Aim: Retype the following lines word for word, leaving out the pictures.

━━ Data excerpts

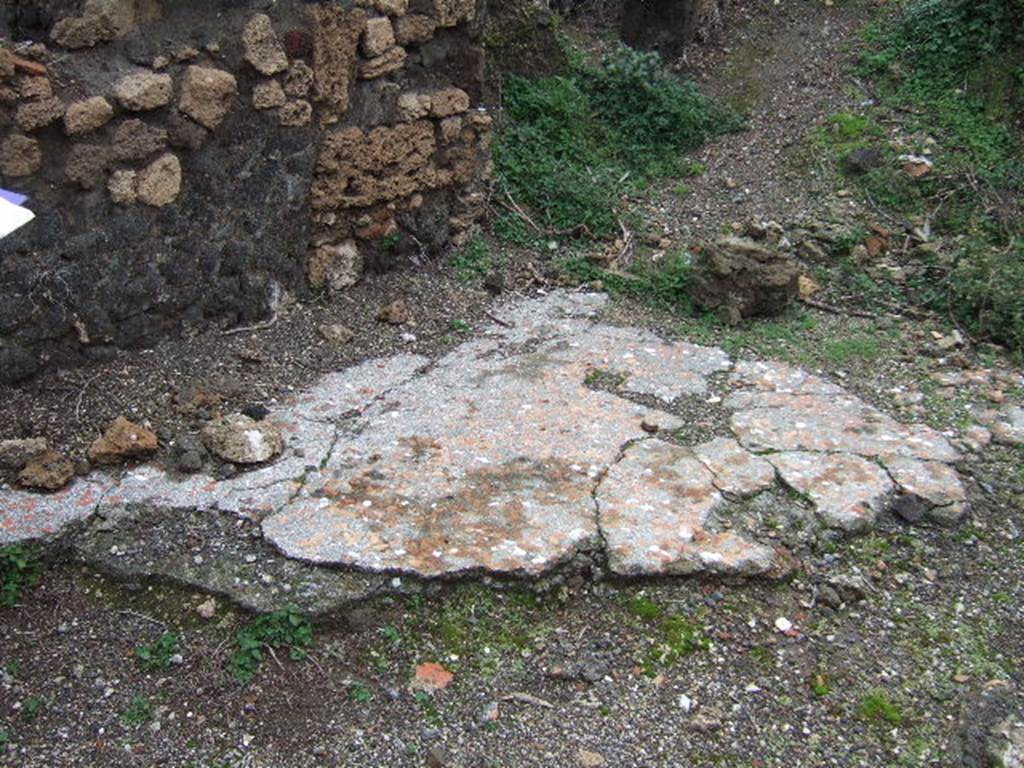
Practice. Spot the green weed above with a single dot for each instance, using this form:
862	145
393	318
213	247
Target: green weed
843	351
359	693
138	712
473	260
676	636
287	628
31	709
819	684
570	145
19	569
954	69
877	707
159	654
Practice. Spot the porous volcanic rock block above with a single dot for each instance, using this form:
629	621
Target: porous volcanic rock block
160	182
336	40
358	169
19	156
208	94
88	115
741	279
144	90
263	49
99	22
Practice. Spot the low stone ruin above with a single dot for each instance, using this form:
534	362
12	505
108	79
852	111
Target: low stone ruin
189	162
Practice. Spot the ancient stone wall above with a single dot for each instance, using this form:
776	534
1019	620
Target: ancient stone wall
196	161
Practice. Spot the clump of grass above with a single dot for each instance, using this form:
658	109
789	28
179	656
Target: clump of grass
676	636
138	712
473	627
878	707
19	569
985	291
159	655
570	145
960	65
288	628
663	285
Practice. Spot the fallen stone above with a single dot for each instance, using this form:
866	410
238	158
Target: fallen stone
1008	426
335	267
15	454
86	116
123	186
208	95
779	408
48	471
336	333
207	609
336	39
242	440
431	677
449	101
19	156
378	37
390	60
415	28
122	441
99	22
160	182
454	12
263	49
929	489
299	80
143	91
394	313
736	471
31	116
864	159
654	506
392	7
848	492
295	114
6	64
742	279
35	88
589	759
268	94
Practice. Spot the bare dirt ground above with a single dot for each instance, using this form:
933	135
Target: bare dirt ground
890	639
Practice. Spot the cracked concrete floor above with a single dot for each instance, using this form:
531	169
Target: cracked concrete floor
548	439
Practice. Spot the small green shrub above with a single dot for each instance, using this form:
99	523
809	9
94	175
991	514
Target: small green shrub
985	291
570	145
158	655
877	707
31	709
288	628
473	260
138	712
19	569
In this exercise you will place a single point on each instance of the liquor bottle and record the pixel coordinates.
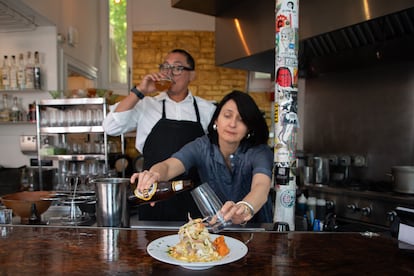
(36, 72)
(21, 75)
(5, 74)
(23, 112)
(5, 110)
(34, 215)
(29, 74)
(13, 73)
(159, 191)
(24, 180)
(31, 113)
(15, 111)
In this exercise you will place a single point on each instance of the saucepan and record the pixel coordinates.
(403, 179)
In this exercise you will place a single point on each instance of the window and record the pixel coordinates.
(115, 45)
(117, 41)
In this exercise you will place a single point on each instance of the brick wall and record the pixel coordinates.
(149, 48)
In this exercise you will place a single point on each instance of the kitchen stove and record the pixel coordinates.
(369, 206)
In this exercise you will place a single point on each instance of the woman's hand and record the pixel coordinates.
(145, 180)
(237, 213)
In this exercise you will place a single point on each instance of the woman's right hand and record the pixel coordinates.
(145, 179)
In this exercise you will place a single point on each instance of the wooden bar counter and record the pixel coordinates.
(42, 250)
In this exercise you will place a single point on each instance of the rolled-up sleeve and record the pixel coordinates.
(117, 123)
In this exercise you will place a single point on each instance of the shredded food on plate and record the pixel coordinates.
(195, 244)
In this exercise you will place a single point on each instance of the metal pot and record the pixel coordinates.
(403, 179)
(111, 202)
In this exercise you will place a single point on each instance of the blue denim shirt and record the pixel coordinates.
(231, 185)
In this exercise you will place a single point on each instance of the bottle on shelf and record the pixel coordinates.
(15, 111)
(24, 180)
(5, 74)
(29, 71)
(31, 113)
(159, 191)
(5, 110)
(34, 215)
(36, 71)
(23, 112)
(13, 73)
(21, 76)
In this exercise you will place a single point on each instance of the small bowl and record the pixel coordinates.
(21, 203)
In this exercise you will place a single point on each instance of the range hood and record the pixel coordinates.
(16, 16)
(333, 35)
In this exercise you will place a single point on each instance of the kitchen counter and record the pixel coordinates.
(48, 250)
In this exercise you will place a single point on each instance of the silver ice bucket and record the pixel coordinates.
(111, 202)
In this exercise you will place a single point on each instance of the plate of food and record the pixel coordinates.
(195, 248)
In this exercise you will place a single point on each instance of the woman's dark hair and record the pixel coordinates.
(190, 59)
(251, 116)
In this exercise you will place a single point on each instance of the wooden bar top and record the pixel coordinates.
(26, 250)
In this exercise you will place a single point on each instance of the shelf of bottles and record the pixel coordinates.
(22, 74)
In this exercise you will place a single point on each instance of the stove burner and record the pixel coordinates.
(373, 186)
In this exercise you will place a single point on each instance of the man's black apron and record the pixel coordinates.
(166, 138)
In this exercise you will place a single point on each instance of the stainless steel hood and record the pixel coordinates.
(16, 16)
(330, 32)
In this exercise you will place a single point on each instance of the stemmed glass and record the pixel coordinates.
(210, 205)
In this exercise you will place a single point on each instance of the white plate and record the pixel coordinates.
(158, 249)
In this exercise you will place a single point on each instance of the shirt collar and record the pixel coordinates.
(164, 96)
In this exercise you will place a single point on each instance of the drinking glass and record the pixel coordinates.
(210, 205)
(164, 84)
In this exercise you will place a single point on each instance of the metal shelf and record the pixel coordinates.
(72, 129)
(75, 157)
(62, 131)
(72, 101)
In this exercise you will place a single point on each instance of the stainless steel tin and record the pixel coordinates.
(111, 202)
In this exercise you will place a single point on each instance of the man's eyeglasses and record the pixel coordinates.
(175, 69)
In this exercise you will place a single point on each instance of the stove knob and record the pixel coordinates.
(352, 207)
(391, 215)
(366, 211)
(330, 204)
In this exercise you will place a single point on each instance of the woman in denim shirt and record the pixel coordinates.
(233, 158)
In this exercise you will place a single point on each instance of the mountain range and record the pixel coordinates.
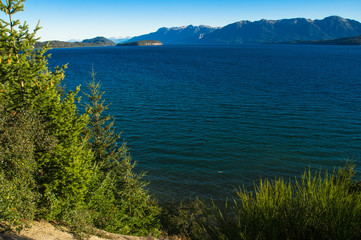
(93, 42)
(296, 29)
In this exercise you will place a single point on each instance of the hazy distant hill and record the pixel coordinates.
(142, 43)
(258, 31)
(177, 35)
(93, 42)
(284, 30)
(340, 41)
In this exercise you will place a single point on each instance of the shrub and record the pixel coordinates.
(20, 133)
(117, 198)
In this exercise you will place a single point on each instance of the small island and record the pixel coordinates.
(142, 43)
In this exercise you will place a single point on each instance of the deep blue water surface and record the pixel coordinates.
(202, 120)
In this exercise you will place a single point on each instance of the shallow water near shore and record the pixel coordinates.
(203, 120)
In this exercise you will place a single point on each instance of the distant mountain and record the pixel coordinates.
(119, 39)
(93, 42)
(339, 41)
(142, 43)
(99, 41)
(177, 35)
(284, 30)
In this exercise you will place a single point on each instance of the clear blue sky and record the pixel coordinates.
(80, 19)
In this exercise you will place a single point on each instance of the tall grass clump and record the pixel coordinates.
(318, 206)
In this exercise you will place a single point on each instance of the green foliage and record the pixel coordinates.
(316, 207)
(118, 197)
(20, 134)
(27, 83)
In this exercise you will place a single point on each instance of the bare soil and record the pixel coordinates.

━━━━

The response:
Practice. Spot the green weed above with a single dot for each instance, using this form:
862	145
393	318
213	247
Target: green weed
843	351
359	693
138	712
473	260
676	636
287	628
31	709
819	684
570	145
19	569
954	69
877	707
159	654
Practice. Spot the porous volcanic rock block above with a single dot for each instance, using this form:
629	621
Target: porous volcanic rock block
160	182
336	40
358	169
19	156
208	94
88	115
741	279
144	90
263	49
99	22
Practice. Spot the low stone ruin above with a single dot for each instance, using this form:
534	362
12	505
108	79
852	111
Target: low stone ruin
189	162
Practice. Spot the ancient stone wall above with a single dot for each instance, using this form:
776	534
1019	620
Target: ancient stone wall
196	161
Practice. Spot the clump of grass above with a single dot for each instance, using this form:
658	109
789	28
179	656
Target: clump of grass
676	636
138	712
473	627
878	707
19	569
985	291
159	655
570	145
960	65
288	628
663	285
Practice. Spot the fallen stone above with a single dot for each instance, using this form:
866	410
238	158
Target: fallen stone
1008	426
335	267
15	454
86	116
123	186
208	95
779	408
48	471
336	333
207	609
336	39
242	440
431	677
449	101
19	156
378	37
390	60
415	28
122	441
99	22
160	182
454	12
263	49
929	489
299	80
143	91
394	313
736	471
31	116
864	159
654	506
392	7
848	492
295	114
6	64
742	279
35	88
589	759
268	94
Practice. Spot the bare dirt ground above with a single dot for each instance, using this form:
933	135
Target: bare dirt ground
890	639
Practice. Spot the cracked concrete floor above with a single dot for each instance, using this form:
531	169
Target: cracked concrete floor
548	439
Practice. Spot the small green shrub above with a single dot for each instance, using this form:
99	523
809	9
94	175
991	514
Target: small green shrub
985	291
570	145
158	655
877	707
31	709
288	628
473	260
138	712
19	569
In this exercise you will place a single point on each instance of the liquor bottle and record the pixel coordinates.
(36, 72)
(21, 75)
(5, 74)
(23, 112)
(5, 110)
(34, 215)
(29, 74)
(13, 73)
(159, 191)
(24, 180)
(31, 113)
(15, 111)
In this exercise you will place a single point on each instance of the saucepan and record the pixel coordinates.
(403, 179)
In this exercise you will place a single point on each instance of the window and record the pixel coordinates.
(115, 45)
(117, 41)
In this exercise you will place a single point on each instance of the brick wall and record the pixel coordinates.
(149, 48)
In this exercise you will place a single point on each instance of the kitchen stove and record the pixel coordinates.
(369, 206)
In this exercise you will place a single point on each instance of the woman's hand and record the pixel coordinates.
(145, 180)
(237, 213)
In this exercise you will place a single point on each instance of the woman's right hand and record the pixel coordinates.
(145, 179)
In this exercise you will place a single point on each instance of the wooden bar counter and record the pixel coordinates.
(42, 250)
In this exercise you will place a single point on each instance of the rolled-up sleeve and record the pixel coordinates.
(117, 123)
In this exercise you will place a single point on each instance of the shredded food on plate and record the pixel coordinates.
(195, 244)
In this exercise you will place a single point on each instance of the metal pot and record the pixel coordinates.
(403, 179)
(111, 202)
In this exercise you will place a single point on each instance of the blue denim shirt and record the pixel coordinates.
(231, 185)
In this exercise you will place a single point on each instance of the bottle on shelf and record the pixel coordinates.
(15, 111)
(24, 180)
(5, 74)
(29, 71)
(31, 113)
(159, 191)
(5, 110)
(34, 215)
(36, 71)
(23, 112)
(13, 73)
(21, 76)
In this exercise you will place a single point on each instance of the small bowl and record the pixel coordinates.
(21, 203)
In this exercise you will place a single point on each instance of the range hood and record the pixel coordinates.
(16, 16)
(333, 35)
In this exercise you will place a single point on each instance of the kitchen counter and record the pixel coordinates.
(48, 250)
In this exercise you will place a single point on each instance of the silver ice bucket and record the pixel coordinates.
(111, 202)
In this exercise you will place a single point on each instance of the plate of food and record the pixel coordinates.
(195, 248)
In this exercise you will place a single point on each instance of the woman's dark hair and record the pixel coordinates.
(190, 59)
(251, 116)
In this exercise you will place a single point on each instance of the wooden bar top and record the pixel coordinates.
(26, 250)
In this exercise you will place a single point on each instance of the shelf of bottles and record the pixel coordinates.
(22, 74)
In this exercise you will place a single point on each instance of the stove burner and record the pixel coordinates.
(373, 186)
In this exercise you will place a single point on each instance of the man's black apron and record the pixel coordinates.
(166, 138)
In this exercise you will place a single point on each instance of the stainless steel hood and record the pixel coordinates.
(16, 16)
(330, 32)
In this exercise you will place a single point on each instance of the stemmed glass and record the pixel coordinates.
(210, 205)
In this exercise you will place a single point on each instance of the white plate and record the pixel coordinates.
(158, 249)
In this exercise you will place a single point on each instance of the shirt collar and record the pixel coordinates.
(164, 96)
In this exercise you will place a single point on each instance of the drinking glass and record the pixel coordinates.
(210, 205)
(164, 84)
In this exercise you will place a single point on each instance of the metal shelf and record the pixel coordinates.
(72, 129)
(75, 157)
(62, 131)
(72, 101)
In this exercise you will place a single point on each instance of the stainless steel tin and record the pixel coordinates.
(111, 202)
In this exercise you will place a single point on each instance of the man's eyeglasses and record the pixel coordinates.
(175, 69)
In this exercise you will place a single point on each instance of the stove knob and record the pixel coordinates.
(352, 207)
(391, 215)
(366, 211)
(330, 204)
In this exercise you will place a single point on each instance of the woman in denim shirt and record the pixel coordinates.
(233, 158)
In this exercise you will place a single point on each instance of the mountain range and record the pixel coordinates.
(93, 42)
(296, 29)
In this exercise you will place a single point on each instance of the hazy distant hill and record the pixel coordinates.
(142, 43)
(258, 31)
(177, 35)
(93, 42)
(284, 30)
(340, 41)
In this exercise you will place a single point on each instance of the shrub and record the pixel coordinates.
(20, 133)
(117, 198)
In this exercise you will place a single point on each instance of the small island and record the pixel coordinates.
(142, 43)
In this exercise you will place a single point on each instance of the deep blue water surface and record the pixel coordinates.
(202, 120)
In this exercise you will place a single point on each instance of the shallow water near shore and record the pixel coordinates.
(203, 120)
In this exercise you will place a single point on each instance of the distant mountain and record the pixel coordinates.
(119, 39)
(93, 42)
(339, 41)
(142, 43)
(99, 41)
(177, 35)
(284, 30)
In this exercise you will place a single point on each instance of the clear blue sky and record the pixel coordinates.
(80, 19)
In this exercise you will place a single point on each instance of the tall grass clump and record the pixel coordinates.
(318, 206)
In this exercise you will place a single point on each instance of the green foliage and record the pixel coordinates.
(316, 207)
(118, 197)
(20, 134)
(27, 83)
In this exercise you will place a single point on each instance of the bare soil and record the pixel coordinates.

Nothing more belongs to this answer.